** Supplied material **
=== Section Start ===

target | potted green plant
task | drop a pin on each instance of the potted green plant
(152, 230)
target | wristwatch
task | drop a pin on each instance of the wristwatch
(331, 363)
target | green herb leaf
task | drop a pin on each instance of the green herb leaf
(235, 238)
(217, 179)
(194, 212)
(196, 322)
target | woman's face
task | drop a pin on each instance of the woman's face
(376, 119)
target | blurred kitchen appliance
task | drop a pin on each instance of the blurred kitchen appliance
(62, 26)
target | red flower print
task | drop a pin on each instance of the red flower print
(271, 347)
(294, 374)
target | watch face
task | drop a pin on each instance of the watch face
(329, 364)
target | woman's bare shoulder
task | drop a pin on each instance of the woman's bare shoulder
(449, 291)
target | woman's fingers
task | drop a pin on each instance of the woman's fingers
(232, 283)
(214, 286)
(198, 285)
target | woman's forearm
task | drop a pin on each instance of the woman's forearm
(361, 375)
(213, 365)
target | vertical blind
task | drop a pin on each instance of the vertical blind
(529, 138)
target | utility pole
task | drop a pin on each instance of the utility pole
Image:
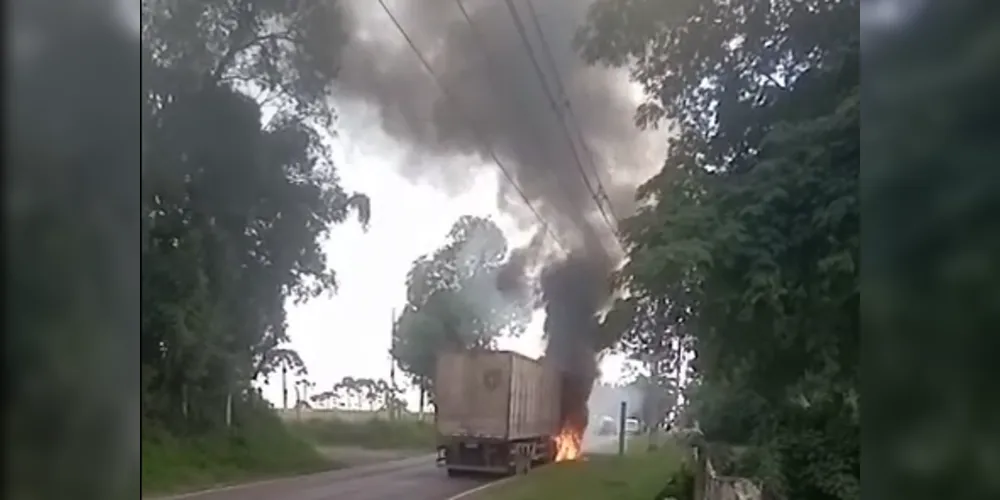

=== Section End ===

** What is expected **
Exact copies of the lines from the one containing "the woman's forearm" through the final line of the data are required; pictures are to be omitted.

** Solution for this task **
task | drop a pin on each instance of the woman's forearm
(361, 375)
(213, 365)
target | vertical blind
task | drop a pin on each instance of the vertical blind
(529, 138)
target | utility pole
task | drop a pin on each instance of the utility pole
Image:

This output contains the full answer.